Pasé la noche en el Aranybika (Toro dorado), un hotel europeo, construido el año 1914 en el estilo Sezession, con desvanecida grandeza, precios moderados y buen servicio; el último hotel de su clase que iba a encontrar en mi viaje.
Salí de Debrecen al día siguiente, por la mañana temprano. La estación de autobuses era un edificio limpio y austero de la época comunista: cemento gris y placas de cristal, con un letrero nuevo y reluciente de Pepsi y un horario electrónico. El autobús que debía llevarme a Biharkeresztes, a cincuenta kilómetros en dirección sureste, en la frontera entre Hungría y Rumania, iba repleto de provincianos de aspecto próspero y tenía un delicioso olor a queso y salchichas. A causa de los muchos rodeos y paradas que hizo el conductor, el viaje duró dos horas. Aquí la Puszta, en su extremo oriental, antes de que empezaran a divisarse las estribaciones de los Cárpatos, era verdaderamente majestuosa: una inmensa extensión de tierra negra y hierba verde y granjas colectivas dispersas, techos de paja, mulas que sacaban agua de los pozos y algún que otro campanario gótico. Incluso ahí, los artículos expuestos en las tiendas y los taxis Opel eran signos de desarrollo. Cuando el conductor llegó a la estación de Biharkeresztes, yo era el único pasajero que quedaba en el autobús.

Material proporcionado
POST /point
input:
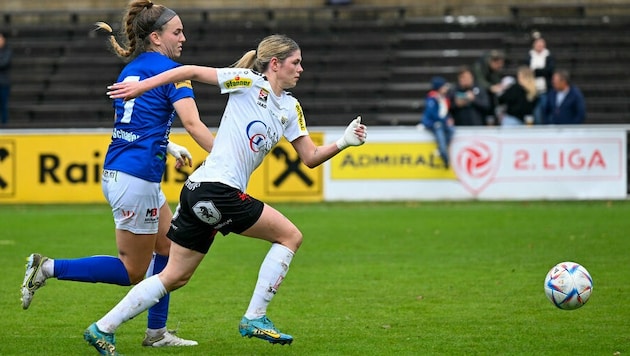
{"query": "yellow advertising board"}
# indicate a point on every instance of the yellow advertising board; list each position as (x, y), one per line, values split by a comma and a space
(66, 168)
(387, 160)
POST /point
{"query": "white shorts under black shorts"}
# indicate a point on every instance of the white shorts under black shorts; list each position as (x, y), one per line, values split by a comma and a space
(135, 202)
(208, 207)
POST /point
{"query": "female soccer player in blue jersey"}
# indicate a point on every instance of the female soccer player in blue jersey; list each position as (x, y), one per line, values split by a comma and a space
(258, 113)
(134, 166)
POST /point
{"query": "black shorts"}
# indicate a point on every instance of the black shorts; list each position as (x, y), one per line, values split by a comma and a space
(208, 207)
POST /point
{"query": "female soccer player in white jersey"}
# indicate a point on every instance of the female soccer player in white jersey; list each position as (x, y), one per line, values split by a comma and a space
(134, 166)
(258, 113)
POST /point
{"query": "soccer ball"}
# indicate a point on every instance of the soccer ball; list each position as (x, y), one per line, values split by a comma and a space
(568, 285)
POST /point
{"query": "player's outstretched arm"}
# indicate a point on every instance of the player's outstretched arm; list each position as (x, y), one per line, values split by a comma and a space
(128, 90)
(312, 155)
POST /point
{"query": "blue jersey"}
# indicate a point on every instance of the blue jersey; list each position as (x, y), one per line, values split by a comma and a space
(142, 125)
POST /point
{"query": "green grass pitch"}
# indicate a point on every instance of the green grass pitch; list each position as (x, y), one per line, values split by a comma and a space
(415, 278)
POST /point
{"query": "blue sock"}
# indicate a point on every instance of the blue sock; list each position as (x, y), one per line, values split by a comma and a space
(159, 312)
(103, 269)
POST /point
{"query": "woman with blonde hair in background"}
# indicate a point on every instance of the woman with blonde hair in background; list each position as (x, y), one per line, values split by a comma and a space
(134, 165)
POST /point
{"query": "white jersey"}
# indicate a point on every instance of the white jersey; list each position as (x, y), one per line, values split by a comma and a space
(253, 122)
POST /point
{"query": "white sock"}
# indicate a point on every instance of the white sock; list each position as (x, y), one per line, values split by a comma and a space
(48, 268)
(272, 272)
(140, 298)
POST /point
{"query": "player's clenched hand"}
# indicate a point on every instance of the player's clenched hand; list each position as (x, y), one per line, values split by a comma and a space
(126, 90)
(180, 153)
(354, 135)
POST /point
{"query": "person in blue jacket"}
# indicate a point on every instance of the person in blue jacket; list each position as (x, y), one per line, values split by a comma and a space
(134, 166)
(565, 102)
(437, 118)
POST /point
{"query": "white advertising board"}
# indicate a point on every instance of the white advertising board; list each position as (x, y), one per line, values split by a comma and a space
(524, 163)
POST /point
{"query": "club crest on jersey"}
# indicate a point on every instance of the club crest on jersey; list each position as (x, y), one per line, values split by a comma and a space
(262, 98)
(301, 121)
(207, 212)
(237, 82)
(183, 84)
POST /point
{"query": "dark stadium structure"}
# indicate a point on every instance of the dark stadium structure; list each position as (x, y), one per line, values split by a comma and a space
(372, 61)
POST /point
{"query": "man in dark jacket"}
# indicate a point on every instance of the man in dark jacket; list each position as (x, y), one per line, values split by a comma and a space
(565, 102)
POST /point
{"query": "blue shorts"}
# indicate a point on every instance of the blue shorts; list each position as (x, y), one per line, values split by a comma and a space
(207, 207)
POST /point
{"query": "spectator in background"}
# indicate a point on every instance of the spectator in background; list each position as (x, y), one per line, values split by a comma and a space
(565, 102)
(540, 60)
(519, 99)
(5, 80)
(470, 103)
(488, 71)
(436, 117)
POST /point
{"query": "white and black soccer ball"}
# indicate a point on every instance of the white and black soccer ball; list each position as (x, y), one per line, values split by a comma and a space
(568, 285)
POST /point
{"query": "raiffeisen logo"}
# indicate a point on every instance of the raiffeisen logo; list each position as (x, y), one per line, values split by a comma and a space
(238, 82)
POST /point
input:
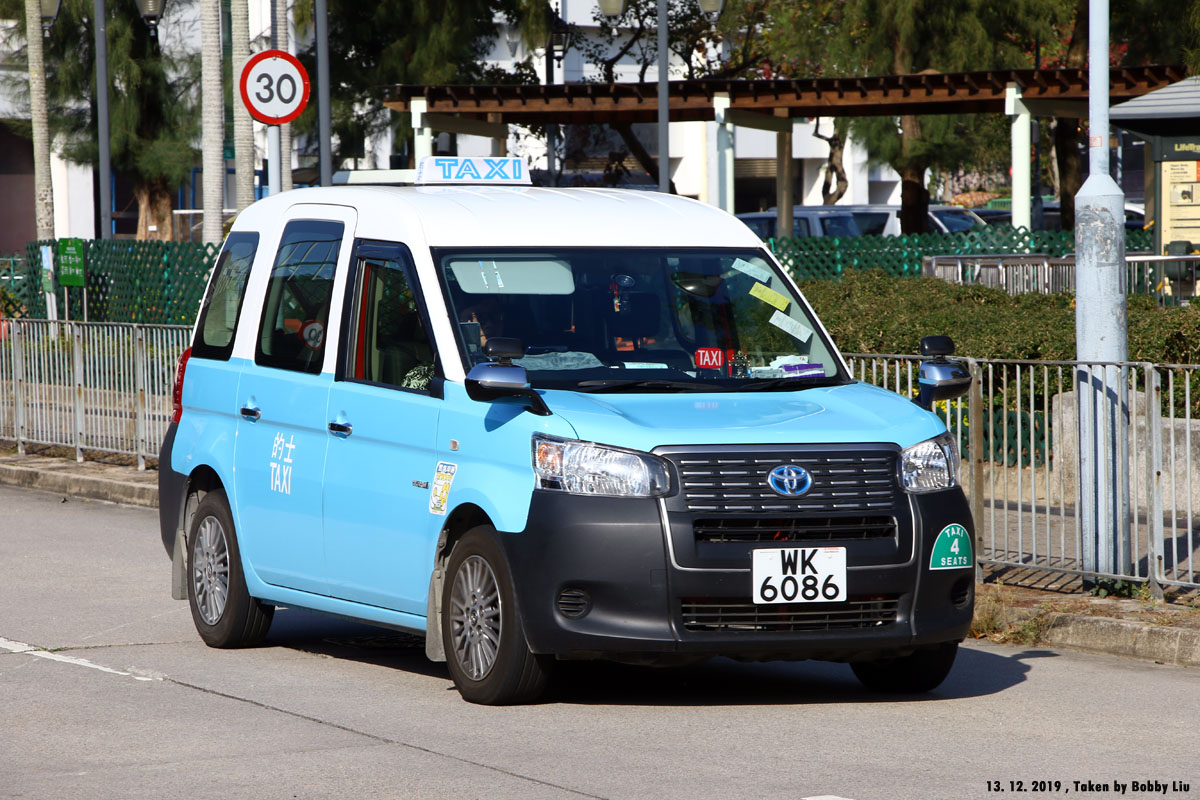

Instrucciones
Explica, de acuerdo con el texto, por qué el trayecto en autobús de Debrecen a Biharkeresztes tomó dos horas.

Solución de la tarea
El trayecto tomó dos horas porque el conductor hizo muchos rodeos y paradas.